**The request:** Render the rows below as a Markdown table with two columns, No. and Row Text, numbering them in order and skipping any blank lines. Leave the pictures out.

**Stored records:**
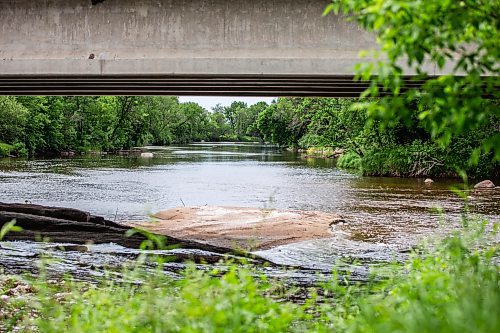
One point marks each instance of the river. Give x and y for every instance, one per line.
x=383, y=215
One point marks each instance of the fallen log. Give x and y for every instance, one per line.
x=65, y=225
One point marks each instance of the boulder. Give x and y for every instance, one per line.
x=485, y=184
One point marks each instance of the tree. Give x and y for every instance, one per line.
x=13, y=116
x=461, y=36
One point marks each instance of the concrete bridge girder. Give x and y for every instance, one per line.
x=205, y=39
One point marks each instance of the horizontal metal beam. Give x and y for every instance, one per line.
x=182, y=85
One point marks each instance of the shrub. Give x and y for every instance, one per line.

**Correct result:**
| No. | Row Text |
|---|---|
| 1 | One point marks each instance of the river. Give x and y for every instance, one per line. |
| 2 | x=383, y=215 |
| 3 | One point marks each instance of the fallen log. Give x and y for every instance, one per line. |
| 4 | x=65, y=225 |
| 5 | One point marks each instance of the boulder. Give x and y for every instance, one per line. |
| 6 | x=485, y=184 |
| 7 | One point marks each instance of the tree. Give x and y for every instance, one per line. |
| 8 | x=13, y=116 |
| 9 | x=461, y=36 |
| 10 | One point marks each instance of the concrete bridge girder. Give x and y for every instance, one per line. |
| 11 | x=205, y=39 |
| 12 | One point marks each instance of the horizontal metal beam. Give x and y for every instance, one per line. |
| 13 | x=182, y=85 |
| 14 | One point marks each instance of the shrub. Give x and y for every instance, one per line. |